> _REQUIREMENT_
Retype everything from the line containing "segment: girl with hat" down to the line containing "352 251 L 352", with both of those lines included and every character unchanged.

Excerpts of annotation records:
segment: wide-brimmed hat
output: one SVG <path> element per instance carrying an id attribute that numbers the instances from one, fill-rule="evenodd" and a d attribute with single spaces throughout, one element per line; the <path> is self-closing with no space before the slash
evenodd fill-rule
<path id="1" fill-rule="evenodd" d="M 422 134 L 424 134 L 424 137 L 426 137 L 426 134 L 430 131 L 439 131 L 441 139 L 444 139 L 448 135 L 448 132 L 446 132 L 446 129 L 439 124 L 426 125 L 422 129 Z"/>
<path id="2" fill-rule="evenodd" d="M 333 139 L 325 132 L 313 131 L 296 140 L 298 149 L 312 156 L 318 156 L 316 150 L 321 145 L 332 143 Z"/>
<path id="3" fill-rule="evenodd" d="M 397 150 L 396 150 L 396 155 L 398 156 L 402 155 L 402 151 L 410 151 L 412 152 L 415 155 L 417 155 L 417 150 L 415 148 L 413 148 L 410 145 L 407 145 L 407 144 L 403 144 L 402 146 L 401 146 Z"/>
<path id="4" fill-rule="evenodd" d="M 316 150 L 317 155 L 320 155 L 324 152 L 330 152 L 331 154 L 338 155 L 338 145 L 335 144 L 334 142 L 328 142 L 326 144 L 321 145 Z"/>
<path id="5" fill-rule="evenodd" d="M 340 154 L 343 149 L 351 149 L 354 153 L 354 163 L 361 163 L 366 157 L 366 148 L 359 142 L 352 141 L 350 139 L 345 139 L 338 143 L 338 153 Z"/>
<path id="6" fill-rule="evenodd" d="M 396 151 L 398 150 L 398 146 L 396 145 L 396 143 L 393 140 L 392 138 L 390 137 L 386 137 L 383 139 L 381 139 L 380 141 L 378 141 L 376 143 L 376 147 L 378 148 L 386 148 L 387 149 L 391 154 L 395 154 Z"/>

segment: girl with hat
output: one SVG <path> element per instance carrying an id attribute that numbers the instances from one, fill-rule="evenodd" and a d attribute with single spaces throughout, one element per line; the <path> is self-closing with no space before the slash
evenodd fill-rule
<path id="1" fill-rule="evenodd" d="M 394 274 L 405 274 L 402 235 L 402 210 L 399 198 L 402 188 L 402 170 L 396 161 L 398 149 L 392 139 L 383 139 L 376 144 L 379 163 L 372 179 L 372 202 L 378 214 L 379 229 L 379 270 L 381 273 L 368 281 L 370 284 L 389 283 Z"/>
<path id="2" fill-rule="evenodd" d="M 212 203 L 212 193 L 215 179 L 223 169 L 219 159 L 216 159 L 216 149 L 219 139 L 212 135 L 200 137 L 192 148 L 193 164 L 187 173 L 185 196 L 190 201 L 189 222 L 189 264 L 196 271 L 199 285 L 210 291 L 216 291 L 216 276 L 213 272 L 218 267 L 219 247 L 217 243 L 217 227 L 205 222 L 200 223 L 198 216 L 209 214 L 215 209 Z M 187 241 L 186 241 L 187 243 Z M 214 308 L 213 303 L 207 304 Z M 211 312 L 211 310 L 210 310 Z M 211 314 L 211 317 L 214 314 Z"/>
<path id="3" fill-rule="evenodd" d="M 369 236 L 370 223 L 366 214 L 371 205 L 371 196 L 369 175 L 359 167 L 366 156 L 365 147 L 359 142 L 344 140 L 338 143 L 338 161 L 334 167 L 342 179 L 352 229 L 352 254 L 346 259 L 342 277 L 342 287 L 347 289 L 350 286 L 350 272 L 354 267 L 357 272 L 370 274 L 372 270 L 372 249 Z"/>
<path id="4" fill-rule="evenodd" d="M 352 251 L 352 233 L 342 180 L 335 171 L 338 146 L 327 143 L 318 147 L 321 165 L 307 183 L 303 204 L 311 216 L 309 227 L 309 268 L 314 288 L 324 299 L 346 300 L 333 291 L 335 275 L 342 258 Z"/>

--

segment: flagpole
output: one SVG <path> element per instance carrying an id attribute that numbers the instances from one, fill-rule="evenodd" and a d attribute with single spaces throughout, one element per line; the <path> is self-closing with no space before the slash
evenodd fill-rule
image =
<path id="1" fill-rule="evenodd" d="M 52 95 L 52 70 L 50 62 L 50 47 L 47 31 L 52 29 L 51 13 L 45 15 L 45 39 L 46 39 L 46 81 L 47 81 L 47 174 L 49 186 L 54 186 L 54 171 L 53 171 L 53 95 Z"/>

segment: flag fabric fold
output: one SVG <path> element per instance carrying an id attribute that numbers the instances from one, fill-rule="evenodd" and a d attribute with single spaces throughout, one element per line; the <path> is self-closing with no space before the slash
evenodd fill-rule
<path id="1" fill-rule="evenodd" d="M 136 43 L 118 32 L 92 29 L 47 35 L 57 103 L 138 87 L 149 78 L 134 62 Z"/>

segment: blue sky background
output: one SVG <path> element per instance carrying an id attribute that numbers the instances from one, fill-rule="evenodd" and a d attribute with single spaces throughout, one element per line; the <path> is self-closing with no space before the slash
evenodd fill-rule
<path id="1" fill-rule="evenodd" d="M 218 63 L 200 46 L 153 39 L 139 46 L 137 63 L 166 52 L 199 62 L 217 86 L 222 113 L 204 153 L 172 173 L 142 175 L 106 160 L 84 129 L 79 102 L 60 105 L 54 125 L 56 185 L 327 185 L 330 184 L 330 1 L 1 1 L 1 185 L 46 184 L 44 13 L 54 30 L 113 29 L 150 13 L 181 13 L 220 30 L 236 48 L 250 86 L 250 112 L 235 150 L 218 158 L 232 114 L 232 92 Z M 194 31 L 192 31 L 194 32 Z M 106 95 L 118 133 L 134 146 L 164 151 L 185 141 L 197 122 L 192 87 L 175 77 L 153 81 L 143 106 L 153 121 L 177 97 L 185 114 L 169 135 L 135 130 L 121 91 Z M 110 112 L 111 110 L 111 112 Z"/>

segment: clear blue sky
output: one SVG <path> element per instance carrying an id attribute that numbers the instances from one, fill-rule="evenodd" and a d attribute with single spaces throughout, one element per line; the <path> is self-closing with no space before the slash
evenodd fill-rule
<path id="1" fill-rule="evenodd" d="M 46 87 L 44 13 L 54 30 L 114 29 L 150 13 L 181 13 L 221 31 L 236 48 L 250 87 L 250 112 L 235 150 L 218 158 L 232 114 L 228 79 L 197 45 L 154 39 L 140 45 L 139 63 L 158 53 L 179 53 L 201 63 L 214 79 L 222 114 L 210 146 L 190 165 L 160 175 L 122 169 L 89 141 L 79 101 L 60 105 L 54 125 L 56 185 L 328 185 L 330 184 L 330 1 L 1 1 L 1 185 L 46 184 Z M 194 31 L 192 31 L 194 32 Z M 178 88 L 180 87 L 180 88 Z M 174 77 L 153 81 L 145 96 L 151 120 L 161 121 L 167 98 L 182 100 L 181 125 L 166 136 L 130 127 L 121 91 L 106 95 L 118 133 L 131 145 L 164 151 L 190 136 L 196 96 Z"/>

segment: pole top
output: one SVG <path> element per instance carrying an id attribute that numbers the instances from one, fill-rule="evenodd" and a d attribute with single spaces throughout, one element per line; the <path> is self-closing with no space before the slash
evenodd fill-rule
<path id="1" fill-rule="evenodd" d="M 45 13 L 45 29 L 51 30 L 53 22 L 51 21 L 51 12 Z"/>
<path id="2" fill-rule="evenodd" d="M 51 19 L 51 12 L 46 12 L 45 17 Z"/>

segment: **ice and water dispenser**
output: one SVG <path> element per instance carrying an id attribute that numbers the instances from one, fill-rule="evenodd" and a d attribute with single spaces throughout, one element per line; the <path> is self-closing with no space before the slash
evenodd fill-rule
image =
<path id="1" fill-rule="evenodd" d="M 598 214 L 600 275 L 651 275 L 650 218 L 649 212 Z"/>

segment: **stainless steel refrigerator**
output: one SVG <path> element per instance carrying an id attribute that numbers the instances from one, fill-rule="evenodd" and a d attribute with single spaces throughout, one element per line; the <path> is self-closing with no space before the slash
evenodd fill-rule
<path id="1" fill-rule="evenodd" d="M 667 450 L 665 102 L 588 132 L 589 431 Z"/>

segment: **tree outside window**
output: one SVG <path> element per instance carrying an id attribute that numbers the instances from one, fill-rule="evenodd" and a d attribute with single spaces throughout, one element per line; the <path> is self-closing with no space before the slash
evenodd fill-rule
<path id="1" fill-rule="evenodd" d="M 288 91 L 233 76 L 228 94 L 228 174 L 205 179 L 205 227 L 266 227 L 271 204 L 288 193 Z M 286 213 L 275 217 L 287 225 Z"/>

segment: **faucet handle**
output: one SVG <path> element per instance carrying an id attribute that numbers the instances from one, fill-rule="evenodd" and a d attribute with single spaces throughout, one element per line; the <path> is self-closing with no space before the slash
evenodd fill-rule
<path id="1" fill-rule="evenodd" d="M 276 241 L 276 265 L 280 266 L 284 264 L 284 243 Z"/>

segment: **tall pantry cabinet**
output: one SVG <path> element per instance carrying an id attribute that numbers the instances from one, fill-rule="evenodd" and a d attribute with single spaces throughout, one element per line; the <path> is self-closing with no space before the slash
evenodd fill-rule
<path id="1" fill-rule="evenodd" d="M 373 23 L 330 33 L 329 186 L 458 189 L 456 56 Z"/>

> _RESPONSE TO THIS EXERCISE_
segment: girl with hat
output: one SVG <path> element per instance carrying an id attribute that numbers the instances from one, fill-rule="evenodd" and a d attribute with single spaces throughout, one element per line; the <path> is self-closing with no space before the slash
evenodd fill-rule
<path id="1" fill-rule="evenodd" d="M 394 274 L 405 274 L 402 235 L 402 210 L 399 198 L 402 188 L 402 170 L 396 161 L 398 149 L 392 139 L 383 139 L 376 144 L 379 163 L 372 179 L 372 202 L 378 214 L 379 229 L 379 270 L 381 273 L 368 281 L 370 284 L 389 283 Z"/>
<path id="2" fill-rule="evenodd" d="M 212 203 L 212 193 L 215 179 L 223 169 L 219 159 L 216 159 L 216 149 L 219 139 L 212 135 L 200 137 L 192 148 L 193 164 L 187 173 L 185 196 L 190 201 L 189 222 L 189 264 L 196 271 L 199 285 L 210 291 L 216 291 L 216 276 L 213 272 L 218 267 L 219 247 L 217 243 L 217 227 L 205 222 L 200 223 L 198 216 L 209 214 L 215 209 Z M 187 241 L 186 241 L 187 243 Z M 214 308 L 213 303 L 207 304 Z M 211 312 L 211 310 L 210 310 Z M 211 314 L 211 317 L 214 314 Z"/>
<path id="3" fill-rule="evenodd" d="M 369 236 L 370 223 L 366 214 L 371 205 L 371 196 L 369 175 L 359 167 L 366 156 L 365 147 L 359 142 L 344 140 L 338 143 L 338 161 L 334 167 L 342 179 L 352 229 L 352 254 L 346 259 L 342 277 L 342 287 L 347 289 L 350 286 L 350 272 L 354 267 L 357 272 L 370 274 L 372 270 L 372 249 Z"/>
<path id="4" fill-rule="evenodd" d="M 352 251 L 352 233 L 342 180 L 335 171 L 338 146 L 327 143 L 318 147 L 321 165 L 307 183 L 303 204 L 311 216 L 309 227 L 309 268 L 314 288 L 324 299 L 346 300 L 333 291 L 335 275 L 342 258 Z"/>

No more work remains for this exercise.